_Task objective_:
The whole listing is to be transcribed exactly as it stands.

-- Task input follows --

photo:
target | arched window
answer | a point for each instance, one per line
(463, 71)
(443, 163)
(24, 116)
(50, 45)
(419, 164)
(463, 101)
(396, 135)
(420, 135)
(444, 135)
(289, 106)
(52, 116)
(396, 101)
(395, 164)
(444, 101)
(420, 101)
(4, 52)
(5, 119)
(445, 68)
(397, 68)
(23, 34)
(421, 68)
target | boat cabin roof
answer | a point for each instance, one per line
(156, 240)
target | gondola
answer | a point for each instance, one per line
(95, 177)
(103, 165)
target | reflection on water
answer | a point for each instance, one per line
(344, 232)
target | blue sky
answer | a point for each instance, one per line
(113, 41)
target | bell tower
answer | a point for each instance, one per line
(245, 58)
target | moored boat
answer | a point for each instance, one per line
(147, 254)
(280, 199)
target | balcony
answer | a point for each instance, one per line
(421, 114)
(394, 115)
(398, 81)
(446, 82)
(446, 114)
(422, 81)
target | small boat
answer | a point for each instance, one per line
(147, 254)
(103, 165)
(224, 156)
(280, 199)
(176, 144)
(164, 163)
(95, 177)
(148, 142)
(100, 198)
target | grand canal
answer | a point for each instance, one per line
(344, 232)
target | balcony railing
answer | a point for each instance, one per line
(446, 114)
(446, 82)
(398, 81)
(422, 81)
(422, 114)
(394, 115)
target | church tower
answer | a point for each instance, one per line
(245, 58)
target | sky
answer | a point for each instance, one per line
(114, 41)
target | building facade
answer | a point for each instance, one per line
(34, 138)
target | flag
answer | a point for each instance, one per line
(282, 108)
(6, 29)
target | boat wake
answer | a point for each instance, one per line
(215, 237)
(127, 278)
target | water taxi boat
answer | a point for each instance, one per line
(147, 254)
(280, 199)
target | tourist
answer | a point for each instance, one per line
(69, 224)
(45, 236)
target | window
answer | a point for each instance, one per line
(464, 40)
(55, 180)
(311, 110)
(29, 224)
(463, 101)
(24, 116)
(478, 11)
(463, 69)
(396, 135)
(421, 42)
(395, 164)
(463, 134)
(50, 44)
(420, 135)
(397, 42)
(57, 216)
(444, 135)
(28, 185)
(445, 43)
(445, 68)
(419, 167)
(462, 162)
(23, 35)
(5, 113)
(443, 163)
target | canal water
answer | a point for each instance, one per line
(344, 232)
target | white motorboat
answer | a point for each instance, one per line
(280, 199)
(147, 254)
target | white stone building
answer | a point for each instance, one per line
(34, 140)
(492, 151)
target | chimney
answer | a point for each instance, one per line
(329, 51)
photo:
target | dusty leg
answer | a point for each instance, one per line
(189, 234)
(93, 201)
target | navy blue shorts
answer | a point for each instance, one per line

-- Task input concluded --

_Output for this exercise_:
photo:
target | arched window
answer | a point for each instance, one per line
(463, 71)
(443, 163)
(24, 116)
(50, 45)
(419, 164)
(463, 101)
(396, 135)
(420, 135)
(444, 135)
(289, 106)
(52, 116)
(396, 101)
(395, 164)
(444, 101)
(420, 101)
(4, 52)
(5, 119)
(445, 68)
(397, 68)
(23, 34)
(421, 68)
target | boat cabin roof
answer | a point for each instance, one per line
(156, 240)
target | gondola
answer | a point for each instance, one per line
(95, 177)
(103, 165)
target | reflection on water
answer | a point for each instance, one per line
(344, 232)
target | blue sky
answer | a point for each instance, one per line
(113, 41)
target | bell tower
answer | a point for each instance, one per line
(245, 58)
target | moored boat
answer | a point for each instance, one per line
(147, 254)
(280, 199)
target | balcony
answer | a point for each instance, one per line
(421, 114)
(394, 115)
(398, 81)
(446, 82)
(446, 114)
(422, 81)
target | small boat
answer | a point for each instance, one per line
(147, 254)
(103, 165)
(224, 156)
(280, 199)
(176, 144)
(164, 163)
(95, 177)
(148, 142)
(100, 198)
target | grand canal
answer | a point for each instance, one per line
(344, 232)
target | balcony railing
answer | a point for each instance, one per line
(446, 114)
(446, 82)
(398, 81)
(422, 81)
(422, 114)
(394, 115)
target | church tower
answer | a point for each instance, one per line
(245, 58)
target | sky
answer | a point for each instance, one per line
(114, 41)
target | building facade
answer | a point for each instance, one per line
(34, 138)
target | flag
answer | a point for each instance, one per line
(282, 108)
(6, 29)
target | boat wake
answer | a point for each instance, one per line
(215, 237)
(127, 278)
target | water taxi boat
answer | a point for each instance, one per line
(147, 254)
(280, 199)
target | tourist
answer | a point for each instance, one per line
(69, 224)
(45, 236)
target | window
answer | a point for each instance, one per line
(464, 40)
(55, 180)
(311, 110)
(29, 224)
(463, 101)
(24, 116)
(478, 11)
(463, 69)
(396, 135)
(421, 42)
(395, 164)
(463, 134)
(50, 44)
(420, 135)
(397, 42)
(57, 216)
(444, 135)
(28, 185)
(445, 43)
(445, 68)
(419, 167)
(462, 162)
(23, 35)
(5, 113)
(443, 163)
target | canal water
answer | a point for each instance, one per line
(344, 232)
target | white motorboat
answer | a point for each instance, one per line
(280, 199)
(147, 254)
target | white stone building
answer | a point for each instance, one per line
(34, 140)
(492, 151)
target | chimney
answer | a point for each instance, one per line
(329, 51)
photo:
target | dusty leg
answer | a point for each instance, one per line
(189, 234)
(93, 201)
target | navy blue shorts
answer | a point for each instance, one per line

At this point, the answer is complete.